Tasks to complete >>
1. In the Alzheimer's drug report, transcribe the passage starting with "In the Leqembi" and going on through "countries shortly thereafter.".
2. Condense the paragraph of the Alzheimer's drug report that begins "In the donanemab treatment group" into a short list that keeps its main figures.

Text for analysis >>
◆ ◆ ◆ ◆ ◆ ◆ ◆
Using the commonly used dementia scale, trial results published last year showed that Eisai Co Ltd and Biogen Inc’s Leqembi reduced the rate of cognitive decline by 27 percent compared to a placebo in patients with early Alzheimer’s.

Eli Lilly’s shares rose 8.3 percent to $437.55, while Biogen fell nearly 5 percent to $293.99 in premarket trading.

In the donanemab treatment group, Lilly said brain swelling, a known side effect of drugs of this type, occurred in 24 percent of the participants, with 6.1 percent experiencing symptoms. Brain bleeding occurred in 31.4 percent of the donanemab group and 13.6 percent of the placebo group.

In the Leqembi Phase 3 trial, the drug was associated with brain swelling in nearly 13 percent of its study participants.

Lilly said the incidence of serious brain swelling in the donanemab study was 1.6 percent, including two participants whose deaths were attributed to the condition and a third who died after an incident of serious brain swelling.

Dr. Eric Reiman, executive director of the Banner Alzheimer’s Institute, which is running an Alzheimer’s prevention study of donanemab in presymptomatic patients, said he was “very excited” about the findings. “Clearly, one saw benefits here, but there is some risk that needs to be considered.”

The company said it plans to file for traditional US approval by the end of June and with regulators from other countries shortly thereafter.
◆ ◆ ◆ ◆ ◆ ◆ ◆
Extracted entries >>

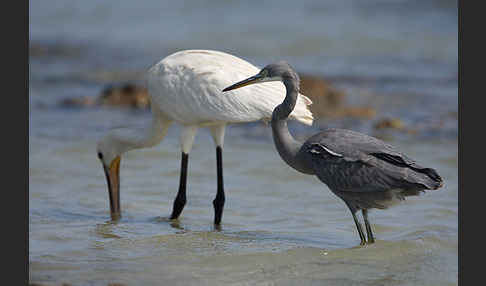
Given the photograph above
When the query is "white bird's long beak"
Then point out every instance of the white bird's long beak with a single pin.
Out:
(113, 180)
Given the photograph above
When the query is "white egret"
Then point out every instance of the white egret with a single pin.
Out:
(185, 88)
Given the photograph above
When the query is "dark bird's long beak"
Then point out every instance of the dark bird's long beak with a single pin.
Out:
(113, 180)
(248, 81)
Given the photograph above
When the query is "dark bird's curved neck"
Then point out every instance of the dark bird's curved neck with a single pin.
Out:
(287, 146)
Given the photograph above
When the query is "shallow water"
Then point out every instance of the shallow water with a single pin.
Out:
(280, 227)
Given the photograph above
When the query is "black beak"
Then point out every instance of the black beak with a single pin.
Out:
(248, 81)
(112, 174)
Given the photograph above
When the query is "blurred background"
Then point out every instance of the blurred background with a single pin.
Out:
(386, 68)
◆ ◆ ◆ ◆ ◆ ◆ ◆
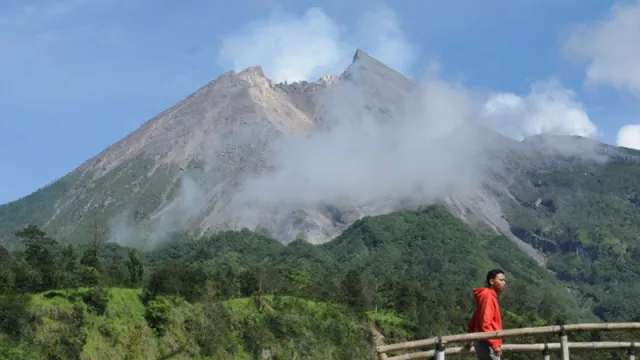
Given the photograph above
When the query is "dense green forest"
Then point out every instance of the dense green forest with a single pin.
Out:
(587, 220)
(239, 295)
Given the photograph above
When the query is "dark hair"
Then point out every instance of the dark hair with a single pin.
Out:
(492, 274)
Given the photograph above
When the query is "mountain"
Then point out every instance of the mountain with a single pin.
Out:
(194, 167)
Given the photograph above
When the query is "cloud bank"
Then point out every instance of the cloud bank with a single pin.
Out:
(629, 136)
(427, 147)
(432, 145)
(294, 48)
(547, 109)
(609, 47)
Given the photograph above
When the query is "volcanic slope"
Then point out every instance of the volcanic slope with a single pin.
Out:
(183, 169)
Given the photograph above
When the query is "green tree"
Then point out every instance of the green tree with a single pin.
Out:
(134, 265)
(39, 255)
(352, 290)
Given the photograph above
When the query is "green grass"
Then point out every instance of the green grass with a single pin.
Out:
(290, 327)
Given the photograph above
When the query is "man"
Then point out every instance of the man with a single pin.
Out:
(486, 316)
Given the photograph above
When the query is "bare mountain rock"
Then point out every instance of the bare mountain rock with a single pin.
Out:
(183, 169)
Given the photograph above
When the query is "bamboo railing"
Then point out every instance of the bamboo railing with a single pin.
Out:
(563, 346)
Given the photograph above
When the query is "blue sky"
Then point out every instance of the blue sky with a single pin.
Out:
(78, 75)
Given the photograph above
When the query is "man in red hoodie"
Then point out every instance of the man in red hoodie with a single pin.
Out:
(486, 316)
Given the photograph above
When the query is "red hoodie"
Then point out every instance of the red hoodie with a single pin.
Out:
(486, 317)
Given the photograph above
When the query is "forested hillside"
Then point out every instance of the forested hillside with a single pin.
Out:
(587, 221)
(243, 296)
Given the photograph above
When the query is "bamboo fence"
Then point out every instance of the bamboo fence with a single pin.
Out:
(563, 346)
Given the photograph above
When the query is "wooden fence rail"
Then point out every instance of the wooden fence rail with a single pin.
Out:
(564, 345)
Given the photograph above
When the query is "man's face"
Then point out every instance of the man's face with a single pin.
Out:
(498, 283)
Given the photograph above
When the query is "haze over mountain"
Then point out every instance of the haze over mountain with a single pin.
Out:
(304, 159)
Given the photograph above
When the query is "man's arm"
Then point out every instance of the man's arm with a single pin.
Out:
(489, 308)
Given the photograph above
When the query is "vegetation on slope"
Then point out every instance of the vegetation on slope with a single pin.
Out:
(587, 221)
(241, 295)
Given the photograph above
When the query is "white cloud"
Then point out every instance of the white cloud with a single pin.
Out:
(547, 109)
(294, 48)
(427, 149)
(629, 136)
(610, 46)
◆ ◆ ◆ ◆ ◆ ◆ ◆
Written answers >>
1.
In the Leqembi Phase 3 trial, the drug was associated with brain swelling in nearly 13 percent of its study participants.

Lilly said the incidence of serious brain swelling in the donanemab study was 1.6 percent, including two participants whose deaths were attributed to the condition and a third who died after an incident of serious brain swelling.

Dr. Eric Reiman, executive director of the Banner Alzheimer’s Institute, which is running an Alzheimer’s prevention study of donanemab in presymptomatic patients, said he was “very excited” about the findings. “Clearly, one saw benefits here, but there is some risk that needs to be considered.”

The company said it plans to file for traditional US approval by the end of June and with regulators from other countries shortly thereafter.

2.
- Brain swelling, a known side effect of this type of drug, occurred in 24 percent of the donanemab group.
- 6.1 percent of that group had symptoms.
- Brain bleeding occurred in 31.4 percent of the donanemab group and 13.6 percent of the placebo group.